What you need to do: When copying the listing below, skip every picture and repeat exactly the lines from the first one through the line that contains "positive clicks: (51, 326) (44, 374)".

*** Extracted entries ***

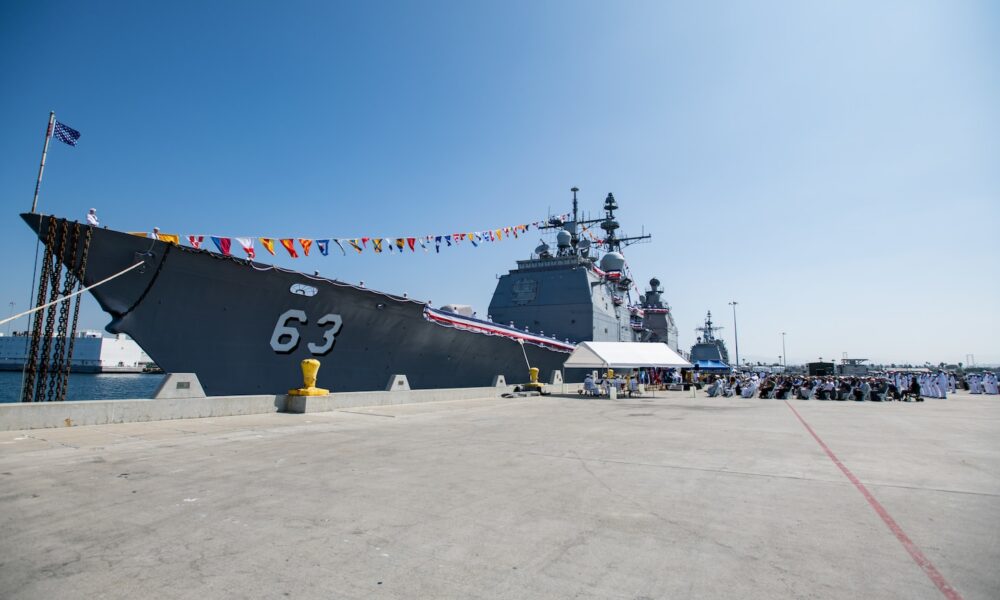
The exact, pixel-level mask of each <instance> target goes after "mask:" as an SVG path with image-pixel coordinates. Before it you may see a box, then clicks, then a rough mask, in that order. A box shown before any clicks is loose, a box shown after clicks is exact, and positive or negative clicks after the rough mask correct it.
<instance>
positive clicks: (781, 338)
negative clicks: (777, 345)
mask: <svg viewBox="0 0 1000 600" xmlns="http://www.w3.org/2000/svg"><path fill="white" fill-rule="evenodd" d="M781 356H783V357H784V360H785V362H783V363H781V366H783V367H786V368H787V367H788V351H786V350H785V332H784V331H782V332H781Z"/></svg>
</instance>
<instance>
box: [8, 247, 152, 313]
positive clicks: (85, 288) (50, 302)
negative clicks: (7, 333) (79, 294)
mask: <svg viewBox="0 0 1000 600" xmlns="http://www.w3.org/2000/svg"><path fill="white" fill-rule="evenodd" d="M144 264H145V263H144V262H142V261H140V262H137V263H135V264H134V265H132V266H131V267H129V268H127V269H124V270H122V271H119V272H117V273H115V274H114V275H112V276H110V277H106V278H104V279H102V280H100V281H98V282H97V283H95V284H93V285H88V286H87V287H85V288H80V289H78V290H77V291H75V292H73V293H72V294H67V295H65V296H63V297H61V298H56V299H55V300H53V301H52V302H49V303H48V304H43V305H41V306H36V307H35V308H32V309H31V310H26V311H24V312H23V313H20V314H16V315H14V316H13V317H7V318H6V319H4V320H3V321H0V325H3V324H5V323H8V322H10V321H13V320H15V319H20V318H21V317H23V316H25V315H30V314H31V313H35V312H38V311H40V310H45V309H46V308H48V307H50V306H52V305H53V304H59V303H60V302H63V301H64V300H69V299H70V298H72V297H73V296H77V295H79V294H82V293H84V292H86V291H87V290H92V289H94V288H95V287H97V286H99V285H104V284H105V283H107V282H109V281H111V280H112V279H115V278H117V277H121V276H122V275H124V274H125V273H128V272H129V271H131V270H132V269H134V268H136V267H138V266H141V265H144Z"/></svg>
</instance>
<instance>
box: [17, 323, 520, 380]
mask: <svg viewBox="0 0 1000 600" xmlns="http://www.w3.org/2000/svg"><path fill="white" fill-rule="evenodd" d="M0 325H3V323H0ZM517 343H518V345H520V346H521V354H523V355H524V364H526V365H528V368H529V369H530V368H531V363H530V362H528V353H527V352H526V351H525V349H524V340H517Z"/></svg>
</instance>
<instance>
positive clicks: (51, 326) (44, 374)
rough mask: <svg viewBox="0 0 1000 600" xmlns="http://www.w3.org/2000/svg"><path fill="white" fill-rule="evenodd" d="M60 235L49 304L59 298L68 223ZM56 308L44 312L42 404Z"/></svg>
mask: <svg viewBox="0 0 1000 600" xmlns="http://www.w3.org/2000/svg"><path fill="white" fill-rule="evenodd" d="M61 229H62V235H60V236H59V243H58V245H57V246H56V248H55V251H54V252H53V253H52V264H51V266H50V268H49V273H50V275H51V278H52V281H50V282H49V288H50V289H49V302H55V300H56V299H57V298H58V297H59V282H60V280H61V279H62V263H61V262H60V260H61V259H62V257H63V254H64V253H65V252H66V237H67V236H68V234H69V223H67V222H66V221H63V226H62V228H61ZM55 321H56V307H55V306H52V307H50V308H49V309H48V310H46V311H45V330H44V331H43V332H42V349H41V357H40V358H41V361H40V362H39V365H38V392H37V397H36V400H35V401H36V402H42V401H44V400H45V397H46V389H45V387H46V384H47V383H48V377H49V365H50V364H51V362H52V354H51V348H52V335H53V330H54V329H55Z"/></svg>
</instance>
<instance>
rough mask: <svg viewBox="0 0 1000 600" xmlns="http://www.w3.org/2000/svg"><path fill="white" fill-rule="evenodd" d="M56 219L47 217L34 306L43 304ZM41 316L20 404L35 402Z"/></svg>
mask: <svg viewBox="0 0 1000 600" xmlns="http://www.w3.org/2000/svg"><path fill="white" fill-rule="evenodd" d="M55 235H56V218H55V217H49V223H48V227H47V228H46V232H45V257H44V258H43V259H42V275H41V277H40V278H39V280H38V301H37V303H36V304H35V306H42V305H43V304H45V291H46V288H47V286H48V281H49V269H50V266H51V264H52V246H53V245H54V244H55ZM43 316H44V315H42V314H41V313H40V312H39V313H35V316H34V319H33V320H32V324H31V346H30V349H29V351H28V361H27V362H26V363H25V371H24V389H23V390H22V395H21V402H34V401H35V378H36V375H37V372H36V368H37V365H38V344H39V342H40V341H41V337H42V318H43Z"/></svg>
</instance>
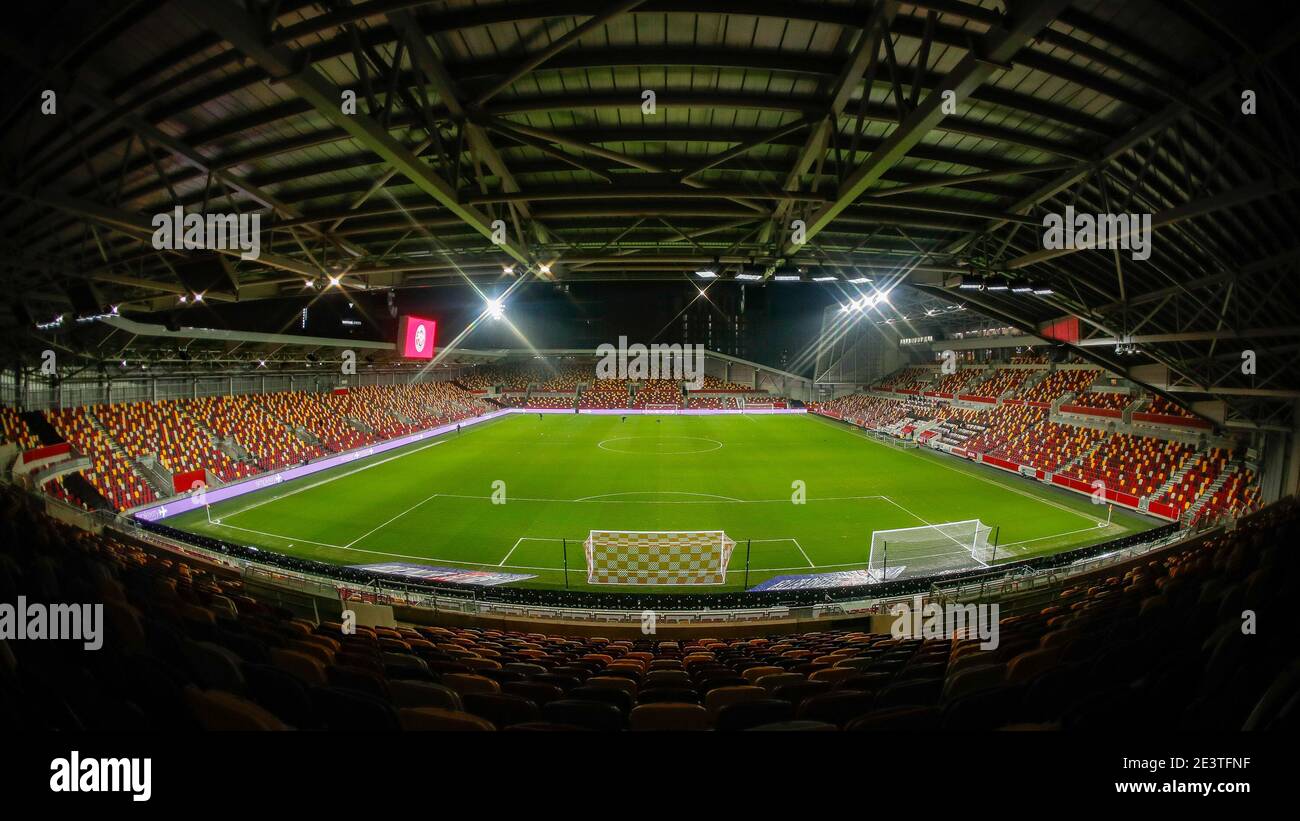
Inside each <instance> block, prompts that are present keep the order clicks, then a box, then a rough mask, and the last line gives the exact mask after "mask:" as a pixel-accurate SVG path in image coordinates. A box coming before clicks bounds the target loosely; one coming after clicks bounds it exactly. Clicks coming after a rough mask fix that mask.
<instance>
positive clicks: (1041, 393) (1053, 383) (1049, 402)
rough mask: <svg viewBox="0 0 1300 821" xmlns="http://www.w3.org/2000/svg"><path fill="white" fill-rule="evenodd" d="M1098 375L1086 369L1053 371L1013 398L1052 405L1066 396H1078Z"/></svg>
mask: <svg viewBox="0 0 1300 821" xmlns="http://www.w3.org/2000/svg"><path fill="white" fill-rule="evenodd" d="M1100 373H1101V372H1100V370H1088V369H1070V370H1053V372H1052V373H1049V374H1048V375H1047V378H1045V379H1043V381H1041V382H1039V383H1036V385H1035V386H1034V387H1031V388H1028V390H1027V391H1026V390H1022V391H1018V392H1017V394H1015V398H1017V399H1023V400H1024V401H1039V403H1045V404H1052V403H1053V401H1056V400H1057V399H1061V398H1062V396H1065V395H1066V394H1078V392H1079V391H1084V390H1087V388H1088V386H1089V385H1092V383H1093V381H1096V378H1097V375H1099V374H1100Z"/></svg>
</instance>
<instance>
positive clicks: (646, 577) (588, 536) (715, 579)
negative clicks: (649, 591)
mask: <svg viewBox="0 0 1300 821" xmlns="http://www.w3.org/2000/svg"><path fill="white" fill-rule="evenodd" d="M582 547H584V548H585V552H586V581H588V583H589V585H723V583H725V582H727V562H728V561H731V555H732V551H733V549H736V542H735V540H733V539H731V538H728V537H727V534H725V533H723V531H722V530H593V531H591V533H590V534H589V535H588V538H586V542H584V544H582Z"/></svg>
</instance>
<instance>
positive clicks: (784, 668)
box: [0, 488, 1300, 731]
mask: <svg viewBox="0 0 1300 821" xmlns="http://www.w3.org/2000/svg"><path fill="white" fill-rule="evenodd" d="M0 509H3V513H4V514H3V516H0V531H3V534H4V538H3V539H0V544H3V546H4V547H3V549H4V557H5V561H4V562H0V591H3V592H4V595H5V596H6V598H14V596H18V595H34V596H38V598H48V599H52V600H69V601H101V603H103V604H104V607H105V617H107V622H108V630H109V637H108V640H105V642H104V646H103V650H101V651H100V652H95V653H86V652H79V651H78V650H72V643H68V642H5V643H4V644H5V647H4V651H5V652H3V653H0V659H6V660H12V661H13V663H12V664H5V665H4V666H3V669H0V726H4V729H5V730H9V731H17V730H26V731H30V730H64V731H70V730H98V731H108V730H121V729H135V730H139V729H157V730H161V729H165V730H169V731H175V730H185V729H208V730H257V729H302V730H313V729H324V730H354V731H356V730H400V729H407V730H416V729H421V730H424V729H443V730H473V731H493V730H572V729H590V730H607V731H617V730H633V731H638V730H682V729H692V730H710V729H711V730H722V731H731V730H745V729H754V727H767V729H790V727H793V726H797V727H800V729H823V730H849V731H881V730H933V729H944V730H992V729H998V727H1022V729H1023V727H1037V729H1048V727H1057V729H1089V730H1102V729H1126V727H1132V726H1134V722H1135V721H1140V722H1141V725H1143V726H1145V727H1156V729H1169V730H1174V729H1178V727H1187V726H1196V727H1204V729H1219V730H1227V729H1243V727H1244V729H1264V727H1283V726H1292V725H1294V722H1295V714H1294V711H1290V709H1286V708H1284V705H1286V704H1287V700H1288V699H1291V701H1294V696H1295V694H1296V692H1297V690H1296V687H1297V685H1296V681H1295V678H1294V676H1292V674H1291V673H1290V672H1288V669H1287V666H1288V664H1290V663H1291V659H1292V652H1291V647H1290V642H1291V637H1290V634H1288V633H1287V631H1284V630H1269V631H1262V633H1260V635H1257V637H1244V635H1243V633H1242V630H1240V611H1242V609H1243V608H1251V609H1253V611H1255V612H1257V613H1258V616H1260V618H1261V620H1262V618H1269V617H1277V618H1282V617H1283V616H1282V613H1281V611H1282V608H1283V607H1287V605H1288V603H1290V601H1291V600H1294V596H1295V595H1296V594H1297V592H1300V591H1297V590H1296V579H1297V578H1300V574H1297V573H1296V562H1297V559H1296V556H1297V555H1296V552H1295V551H1292V549H1290V547H1291V544H1292V543H1294V542H1295V540H1296V538H1297V537H1300V525H1297V522H1300V517H1297V514H1296V505H1295V504H1294V501H1290V500H1288V501H1284V503H1281V504H1278V505H1274V507H1273V508H1270V509H1268V511H1264V512H1262V513H1260V514H1257V516H1255V517H1253V518H1252V520H1248V521H1245V522H1243V524H1242V525H1240V526H1239V527H1238V529H1236V530H1234V531H1230V533H1223V531H1214V533H1212V534H1209V535H1206V537H1201V538H1199V539H1195V540H1192V542H1190V543H1187V544H1182V546H1175V547H1173V548H1167V549H1165V551H1164V552H1161V553H1157V555H1149V556H1147V557H1141V559H1138V560H1135V561H1131V562H1130V564H1128V565H1127V566H1121V568H1117V569H1112V570H1108V572H1105V573H1102V574H1100V575H1096V577H1093V578H1092V579H1091V581H1089V579H1087V578H1084V579H1080V581H1076V582H1071V583H1069V585H1063V586H1062V587H1061V588H1060V590H1058V591H1057V592H1056V594H1054V596H1053V599H1052V600H1048V601H1047V603H1045V604H1043V605H1036V607H1031V608H1027V609H1024V612H1019V613H1017V614H1011V616H1008V617H1004V618H1002V620H1001V624H1000V642H998V646H997V648H996V650H992V648H991V650H984V648H982V647H980V644H979V642H980V639H961V638H953V639H946V638H945V639H922V638H913V639H900V638H893V637H891V635H889V634H872V633H870V631H862V630H849V629H844V630H835V629H832V630H819V631H813V633H802V634H789V635H751V637H742V638H729V639H714V638H692V639H680V640H667V639H659V638H653V637H646V638H638V639H636V640H632V639H621V640H610V639H602V638H584V637H577V635H563V634H543V633H524V631H512V630H502V629H478V627H451V626H419V627H415V626H398V627H357V630H356V633H355V635H344V634H343V631H342V630H341V629H339V625H338V624H333V622H329V621H321V622H316V621H311V620H304V618H300V617H294V616H292V613H291V612H289V611H286V609H283V608H282V607H279V605H277V604H274V603H270V601H263V600H260V599H259V596H257V594H256V592H255V591H252V590H250V588H246V587H244V586H243V583H242V581H240V579H239V577H237V575H229V574H226V573H222V572H220V570H218V569H217V568H216V566H213V565H207V564H204V562H201V561H198V560H192V559H181V557H178V556H174V555H170V553H166V552H160V551H157V549H156V548H149V549H146V548H144V546H142V544H135V543H131V542H127V540H123V539H121V538H118V537H116V535H113V533H112V531H104V533H103V534H99V535H95V534H91V533H85V531H77V530H73V529H70V527H69V526H66V525H62V524H60V522H56V521H55V520H51V518H48V517H47V516H45V514H44V513H43V512H42V511H40V509H39V508H38V507H36V505H35V504H34V503H32V499H31V498H30V496H26V495H25V494H21V492H18V491H14V490H12V488H4V490H0ZM1265 569H1268V575H1266V578H1268V579H1269V582H1268V583H1261V581H1260V579H1261V570H1265ZM790 722H800V724H797V725H792V724H790Z"/></svg>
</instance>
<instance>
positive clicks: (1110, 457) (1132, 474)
mask: <svg viewBox="0 0 1300 821" xmlns="http://www.w3.org/2000/svg"><path fill="white" fill-rule="evenodd" d="M1193 449H1195V448H1193V447H1192V446H1190V444H1184V443H1180V442H1169V440H1164V439H1156V438H1153V436H1135V435H1132V434H1114V435H1112V436H1110V438H1109V439H1106V440H1104V442H1101V443H1100V444H1099V446H1097V447H1096V449H1093V451H1092V452H1091V453H1088V455H1087V456H1086V457H1084V459H1083V460H1082V461H1080V462H1079V464H1078V465H1074V466H1071V468H1070V469H1069V470H1066V472H1065V475H1069V477H1074V478H1076V479H1083V481H1084V482H1089V483H1091V482H1092V481H1095V479H1101V481H1104V482H1105V483H1106V488H1108V490H1118V491H1122V492H1126V494H1131V495H1134V496H1152V495H1153V494H1154V492H1156V491H1157V490H1158V488H1160V487H1161V486H1162V485H1164V483H1165V482H1166V481H1167V479H1169V478H1170V475H1173V473H1174V472H1175V470H1178V469H1179V468H1180V466H1182V464H1183V462H1184V461H1186V460H1187V459H1188V457H1190V456H1191V455H1192V451H1193Z"/></svg>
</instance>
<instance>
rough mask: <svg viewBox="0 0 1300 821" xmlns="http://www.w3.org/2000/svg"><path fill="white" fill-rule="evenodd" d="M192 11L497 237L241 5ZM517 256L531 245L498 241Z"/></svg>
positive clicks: (268, 71)
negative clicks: (268, 33) (345, 101)
mask: <svg viewBox="0 0 1300 821" xmlns="http://www.w3.org/2000/svg"><path fill="white" fill-rule="evenodd" d="M179 5H182V6H183V8H185V9H186V12H187V13H188V14H190V16H191V17H192V18H194V19H196V21H199V22H201V23H203V25H204V26H207V27H208V29H211V30H213V31H216V32H217V34H220V35H221V36H222V38H225V39H226V40H229V42H230V44H231V45H234V47H235V48H238V49H239V51H240V52H243V53H244V55H247V56H248V57H250V58H251V60H253V61H255V62H256V64H257V65H260V66H261V68H263V69H265V70H266V73H268V74H270V75H272V78H274V79H276V81H278V82H281V83H283V84H285V86H287V87H289V88H291V90H292V91H294V92H295V94H298V95H299V96H300V97H303V99H304V100H307V101H308V103H311V105H312V108H315V109H316V110H317V112H318V113H320V114H321V116H322V117H325V118H326V120H328V121H330V122H331V123H334V125H335V126H339V127H342V129H343V130H344V131H347V133H348V134H350V135H351V136H352V138H354V139H356V140H357V142H359V143H361V144H363V145H365V147H367V148H369V149H370V151H373V152H374V153H376V155H378V156H381V157H383V160H386V161H387V162H389V164H390V165H393V166H394V168H396V169H398V171H399V173H402V174H403V175H404V177H407V178H408V179H409V181H411V182H412V183H415V184H416V186H417V187H419V188H420V190H421V191H424V192H425V194H428V195H429V196H432V197H433V199H434V200H437V201H438V203H441V204H442V205H445V207H446V208H447V209H448V210H451V212H452V213H454V214H456V217H459V218H460V220H461V221H463V222H465V223H467V225H469V226H471V227H473V229H474V230H476V231H477V233H478V234H482V236H484V238H485V239H491V234H493V227H491V222H490V221H489V220H487V218H486V217H485V216H484V214H482V213H481V212H480V210H478V209H477V208H473V207H469V205H463V204H461V203H459V201H458V197H456V191H455V190H454V188H452V187H451V186H450V184H448V183H447V182H446V181H445V179H442V178H441V177H438V175H437V174H435V173H433V170H432V169H430V168H429V166H428V165H425V164H424V162H421V161H420V158H419V157H417V156H416V155H415V153H413V152H412V151H411V149H409V148H407V147H406V145H404V144H402V142H400V140H398V139H396V138H394V136H393V135H391V134H389V131H387V129H385V127H383V126H381V125H380V123H378V122H376V121H374V120H373V118H370V117H368V116H365V114H363V113H360V112H357V113H356V114H344V113H343V110H342V107H341V104H339V101H341V100H342V91H341V90H339V88H338V87H337V86H334V83H331V82H330V81H329V79H326V78H325V75H324V74H321V73H320V71H317V70H316V69H315V68H312V66H311V65H303V57H304V56H303V55H299V53H295V52H291V51H289V49H287V48H285V47H279V45H266V44H265V36H264V34H263V31H261V30H260V29H259V27H257V26H256V25H255V21H253V19H252V18H250V17H247V16H242V14H240V13H239V12H238V9H237V6H234V5H231V4H226V3H212V1H211V0H181V3H179ZM498 247H499V248H500V251H502V252H503V253H508V255H510V256H512V257H513V259H515V260H517V261H520V262H524V264H525V265H526V264H529V262H530V260H529V257H528V252H526V249H525V248H521V247H519V246H517V244H515V243H512V242H510V240H508V239H507V240H506V242H503V243H500V244H499V246H498Z"/></svg>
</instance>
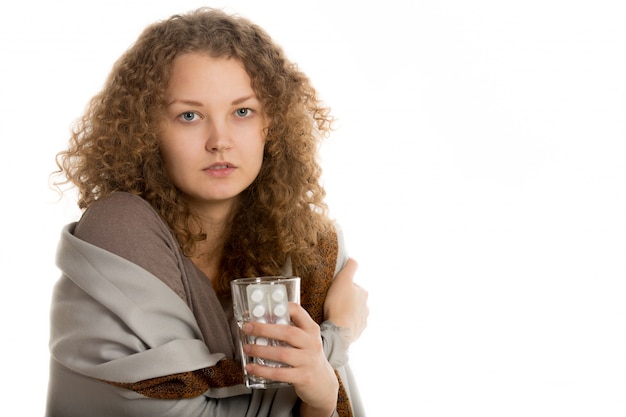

*** End of Extracted entries ***

Written reply:
The exact, pixel-level mask of each <instance> target goes after "mask:" as an SVG path with image-pixel coordinates. Before it you may see a box, then clicks, then a rough mask, in that order. A box shown before any clicks is loose, a box shown after clicks is exact, and positive or negative clicks after the rough mask correct it.
<instance>
positive clicks: (781, 338)
negative clicks: (777, 345)
mask: <svg viewBox="0 0 1000 600" xmlns="http://www.w3.org/2000/svg"><path fill="white" fill-rule="evenodd" d="M781 356H783V357H784V360H785V362H783V363H781V366H783V367H786V368H787V367H788V351H786V350H785V332H784V331H782V332H781Z"/></svg>
</instance>
<instance>
box: [8, 247, 152, 313]
positive clicks: (85, 288) (50, 302)
negative clicks: (7, 333) (79, 294)
mask: <svg viewBox="0 0 1000 600" xmlns="http://www.w3.org/2000/svg"><path fill="white" fill-rule="evenodd" d="M144 264H145V263H144V262H142V261H140V262H137V263H135V264H134V265H132V266H131V267H129V268H127V269H124V270H122V271H119V272H117V273H115V274H114V275H112V276H110V277H106V278H104V279H102V280H100V281H98V282H97V283H95V284H93V285H88V286H87V287H85V288H80V289H78V290H77V291H75V292H73V293H72V294H67V295H65V296H63V297H61V298H56V299H55V300H53V301H52V302H49V303H48V304H43V305H41V306H36V307H35V308H32V309H31V310H26V311H24V312H23V313H20V314H16V315H14V316H13V317H7V318H6V319H4V320H3V321H0V325H3V324H5V323H8V322H10V321H13V320H15V319H20V318H21V317H23V316H25V315H30V314H31V313H35V312H38V311H40V310H45V309H46V308H48V307H50V306H52V305H53V304H59V303H60V302H63V301H64V300H69V299H70V298H72V297H73V296H77V295H79V294H82V293H84V292H86V291H87V290H92V289H94V288H95V287H97V286H99V285H104V284H105V283H107V282H109V281H111V280H112V279H115V278H117V277H121V276H122V275H124V274H125V273H128V272H129V271H131V270H132V269H134V268H136V267H138V266H141V265H144Z"/></svg>
</instance>
<instance>
box: [17, 323, 520, 380]
mask: <svg viewBox="0 0 1000 600" xmlns="http://www.w3.org/2000/svg"><path fill="white" fill-rule="evenodd" d="M0 325H3V323H0ZM517 343H518V345H520V346H521V354H523V355H524V364H526V365H528V368H529V369H530V368H531V363H530V362H528V353H527V352H526V351H525V349H524V340H517Z"/></svg>
</instance>
<instance>
positive clicks: (51, 326) (44, 374)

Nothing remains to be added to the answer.